#### Work to do
Report each line in the material below that contains the string "bare".

* start Input records *

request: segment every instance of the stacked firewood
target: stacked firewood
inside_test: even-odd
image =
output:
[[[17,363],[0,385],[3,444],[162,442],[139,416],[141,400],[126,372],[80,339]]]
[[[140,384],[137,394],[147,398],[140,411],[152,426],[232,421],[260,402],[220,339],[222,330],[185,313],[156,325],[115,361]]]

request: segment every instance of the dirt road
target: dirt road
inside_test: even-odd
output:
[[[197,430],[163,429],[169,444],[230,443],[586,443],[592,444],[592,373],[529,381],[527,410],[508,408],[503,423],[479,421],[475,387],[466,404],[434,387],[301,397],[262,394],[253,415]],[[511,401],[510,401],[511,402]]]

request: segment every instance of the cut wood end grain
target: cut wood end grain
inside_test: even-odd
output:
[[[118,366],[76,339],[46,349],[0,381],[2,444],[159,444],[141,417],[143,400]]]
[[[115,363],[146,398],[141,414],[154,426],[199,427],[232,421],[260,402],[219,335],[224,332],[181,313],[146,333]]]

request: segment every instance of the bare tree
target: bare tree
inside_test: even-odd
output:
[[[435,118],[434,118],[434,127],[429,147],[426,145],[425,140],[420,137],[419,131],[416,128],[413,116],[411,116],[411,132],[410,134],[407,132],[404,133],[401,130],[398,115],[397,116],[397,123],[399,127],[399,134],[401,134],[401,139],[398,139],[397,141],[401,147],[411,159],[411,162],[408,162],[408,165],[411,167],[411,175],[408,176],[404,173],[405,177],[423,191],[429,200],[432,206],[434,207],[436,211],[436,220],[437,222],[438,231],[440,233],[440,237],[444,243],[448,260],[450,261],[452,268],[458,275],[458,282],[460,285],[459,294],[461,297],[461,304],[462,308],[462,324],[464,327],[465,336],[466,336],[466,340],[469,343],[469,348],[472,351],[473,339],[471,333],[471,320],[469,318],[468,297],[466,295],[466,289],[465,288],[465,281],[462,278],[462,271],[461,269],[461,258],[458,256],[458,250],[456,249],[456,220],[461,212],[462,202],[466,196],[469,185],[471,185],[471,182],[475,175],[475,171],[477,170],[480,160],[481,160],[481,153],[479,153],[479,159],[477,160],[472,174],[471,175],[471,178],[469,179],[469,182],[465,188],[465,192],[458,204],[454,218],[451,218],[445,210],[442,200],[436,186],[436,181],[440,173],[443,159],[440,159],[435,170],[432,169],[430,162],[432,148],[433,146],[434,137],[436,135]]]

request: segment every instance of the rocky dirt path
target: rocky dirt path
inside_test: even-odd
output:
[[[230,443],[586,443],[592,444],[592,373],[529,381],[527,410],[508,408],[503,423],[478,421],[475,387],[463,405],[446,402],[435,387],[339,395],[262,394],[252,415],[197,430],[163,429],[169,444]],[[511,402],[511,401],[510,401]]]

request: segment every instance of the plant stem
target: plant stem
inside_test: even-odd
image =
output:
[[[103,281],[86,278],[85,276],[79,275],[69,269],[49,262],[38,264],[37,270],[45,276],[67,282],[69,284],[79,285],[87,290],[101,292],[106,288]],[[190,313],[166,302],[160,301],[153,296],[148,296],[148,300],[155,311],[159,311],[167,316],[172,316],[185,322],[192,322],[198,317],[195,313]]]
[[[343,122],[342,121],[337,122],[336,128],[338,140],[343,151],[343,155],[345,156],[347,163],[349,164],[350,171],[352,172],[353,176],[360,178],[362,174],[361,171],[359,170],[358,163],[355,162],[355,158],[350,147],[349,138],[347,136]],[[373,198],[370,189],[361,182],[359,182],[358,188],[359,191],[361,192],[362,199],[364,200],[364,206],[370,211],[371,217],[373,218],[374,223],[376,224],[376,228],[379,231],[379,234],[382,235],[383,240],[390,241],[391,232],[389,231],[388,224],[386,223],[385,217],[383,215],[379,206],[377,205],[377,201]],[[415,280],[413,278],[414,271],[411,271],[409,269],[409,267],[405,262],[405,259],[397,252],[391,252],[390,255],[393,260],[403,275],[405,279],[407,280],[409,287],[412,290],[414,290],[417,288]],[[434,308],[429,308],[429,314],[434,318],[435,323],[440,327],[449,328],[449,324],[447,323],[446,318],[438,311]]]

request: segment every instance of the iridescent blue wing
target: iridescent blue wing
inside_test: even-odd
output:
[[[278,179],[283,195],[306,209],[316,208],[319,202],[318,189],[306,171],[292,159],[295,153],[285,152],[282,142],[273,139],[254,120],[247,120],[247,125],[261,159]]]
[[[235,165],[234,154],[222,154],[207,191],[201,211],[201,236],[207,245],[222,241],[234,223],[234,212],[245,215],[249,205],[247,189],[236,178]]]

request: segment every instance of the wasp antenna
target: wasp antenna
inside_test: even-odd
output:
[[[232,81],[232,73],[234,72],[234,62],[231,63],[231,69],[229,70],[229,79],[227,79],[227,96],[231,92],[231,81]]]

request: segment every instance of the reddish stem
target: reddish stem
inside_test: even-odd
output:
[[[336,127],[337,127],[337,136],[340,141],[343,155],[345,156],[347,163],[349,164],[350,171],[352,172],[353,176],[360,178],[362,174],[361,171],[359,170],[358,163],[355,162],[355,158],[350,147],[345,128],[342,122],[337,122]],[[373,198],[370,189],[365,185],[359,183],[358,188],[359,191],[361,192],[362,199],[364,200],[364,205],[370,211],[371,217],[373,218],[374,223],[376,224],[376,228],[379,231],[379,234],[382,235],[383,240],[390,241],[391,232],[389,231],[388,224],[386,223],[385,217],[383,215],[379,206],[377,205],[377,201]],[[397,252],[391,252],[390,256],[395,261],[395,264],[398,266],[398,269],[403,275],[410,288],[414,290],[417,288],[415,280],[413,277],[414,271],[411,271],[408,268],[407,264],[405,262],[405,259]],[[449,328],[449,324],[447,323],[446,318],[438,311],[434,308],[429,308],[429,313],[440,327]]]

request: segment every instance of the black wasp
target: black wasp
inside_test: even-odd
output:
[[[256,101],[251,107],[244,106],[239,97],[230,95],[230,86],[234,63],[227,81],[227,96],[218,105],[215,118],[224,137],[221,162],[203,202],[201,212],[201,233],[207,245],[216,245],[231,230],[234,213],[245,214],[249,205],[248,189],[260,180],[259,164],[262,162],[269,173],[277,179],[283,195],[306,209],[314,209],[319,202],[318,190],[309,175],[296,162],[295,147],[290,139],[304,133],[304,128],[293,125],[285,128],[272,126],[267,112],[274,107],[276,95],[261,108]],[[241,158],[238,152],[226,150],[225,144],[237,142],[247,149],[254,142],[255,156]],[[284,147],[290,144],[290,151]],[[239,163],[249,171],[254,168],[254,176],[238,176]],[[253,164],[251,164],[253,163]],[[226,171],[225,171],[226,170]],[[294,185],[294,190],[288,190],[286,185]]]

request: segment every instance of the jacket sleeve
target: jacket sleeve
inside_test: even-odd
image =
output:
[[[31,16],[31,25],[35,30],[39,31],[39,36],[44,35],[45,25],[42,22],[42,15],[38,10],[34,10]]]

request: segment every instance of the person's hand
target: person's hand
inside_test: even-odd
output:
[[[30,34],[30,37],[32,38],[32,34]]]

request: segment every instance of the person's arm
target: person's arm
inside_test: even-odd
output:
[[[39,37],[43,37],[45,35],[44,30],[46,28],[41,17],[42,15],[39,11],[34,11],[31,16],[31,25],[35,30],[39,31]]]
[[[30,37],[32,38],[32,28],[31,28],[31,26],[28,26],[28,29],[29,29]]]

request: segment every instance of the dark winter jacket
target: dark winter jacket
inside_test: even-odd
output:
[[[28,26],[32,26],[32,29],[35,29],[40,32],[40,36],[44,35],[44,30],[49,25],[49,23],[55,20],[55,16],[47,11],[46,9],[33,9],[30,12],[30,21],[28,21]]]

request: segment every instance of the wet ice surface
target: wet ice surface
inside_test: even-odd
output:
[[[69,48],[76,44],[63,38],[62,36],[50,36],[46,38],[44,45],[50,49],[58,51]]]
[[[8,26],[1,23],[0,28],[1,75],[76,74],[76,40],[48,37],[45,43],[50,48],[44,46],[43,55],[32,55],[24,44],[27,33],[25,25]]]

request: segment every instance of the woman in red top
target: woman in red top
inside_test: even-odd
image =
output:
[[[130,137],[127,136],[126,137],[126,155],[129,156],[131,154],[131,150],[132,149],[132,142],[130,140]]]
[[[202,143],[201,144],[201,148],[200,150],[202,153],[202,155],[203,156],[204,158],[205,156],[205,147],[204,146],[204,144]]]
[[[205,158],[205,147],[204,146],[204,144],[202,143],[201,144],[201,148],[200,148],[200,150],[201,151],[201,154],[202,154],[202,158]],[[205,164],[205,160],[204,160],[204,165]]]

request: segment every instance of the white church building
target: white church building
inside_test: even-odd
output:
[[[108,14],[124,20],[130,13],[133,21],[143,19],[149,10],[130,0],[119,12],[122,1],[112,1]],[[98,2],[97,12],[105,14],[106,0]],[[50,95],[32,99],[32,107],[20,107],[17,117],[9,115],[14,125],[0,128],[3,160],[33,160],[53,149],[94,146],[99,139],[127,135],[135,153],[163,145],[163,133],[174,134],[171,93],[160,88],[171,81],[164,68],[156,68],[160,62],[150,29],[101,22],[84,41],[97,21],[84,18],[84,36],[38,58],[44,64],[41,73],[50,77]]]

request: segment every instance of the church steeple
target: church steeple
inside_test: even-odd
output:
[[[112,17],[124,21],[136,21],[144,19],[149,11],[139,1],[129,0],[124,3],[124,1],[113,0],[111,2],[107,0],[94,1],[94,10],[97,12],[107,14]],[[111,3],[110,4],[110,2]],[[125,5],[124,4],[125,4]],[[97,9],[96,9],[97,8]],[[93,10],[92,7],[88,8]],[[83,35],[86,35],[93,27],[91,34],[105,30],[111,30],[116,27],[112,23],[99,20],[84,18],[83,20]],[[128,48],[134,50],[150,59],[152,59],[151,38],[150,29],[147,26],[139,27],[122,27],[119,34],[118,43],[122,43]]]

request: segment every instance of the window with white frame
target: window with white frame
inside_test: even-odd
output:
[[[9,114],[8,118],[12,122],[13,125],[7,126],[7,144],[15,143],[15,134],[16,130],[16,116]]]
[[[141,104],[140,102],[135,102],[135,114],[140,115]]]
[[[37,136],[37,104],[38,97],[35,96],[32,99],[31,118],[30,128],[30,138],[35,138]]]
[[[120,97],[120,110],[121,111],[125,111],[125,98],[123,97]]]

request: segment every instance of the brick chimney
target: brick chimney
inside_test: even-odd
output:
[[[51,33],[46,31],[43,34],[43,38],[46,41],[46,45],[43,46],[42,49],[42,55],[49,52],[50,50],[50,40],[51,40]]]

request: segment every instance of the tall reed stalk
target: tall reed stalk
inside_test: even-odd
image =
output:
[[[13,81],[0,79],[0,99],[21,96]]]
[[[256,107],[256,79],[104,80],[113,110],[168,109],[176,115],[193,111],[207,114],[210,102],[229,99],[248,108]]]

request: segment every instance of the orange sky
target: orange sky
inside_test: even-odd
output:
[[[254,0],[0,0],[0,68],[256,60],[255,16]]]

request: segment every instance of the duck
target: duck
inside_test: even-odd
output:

* end Input records *

#### Task answer
request: segment every instance of the bare tree
target: bare tree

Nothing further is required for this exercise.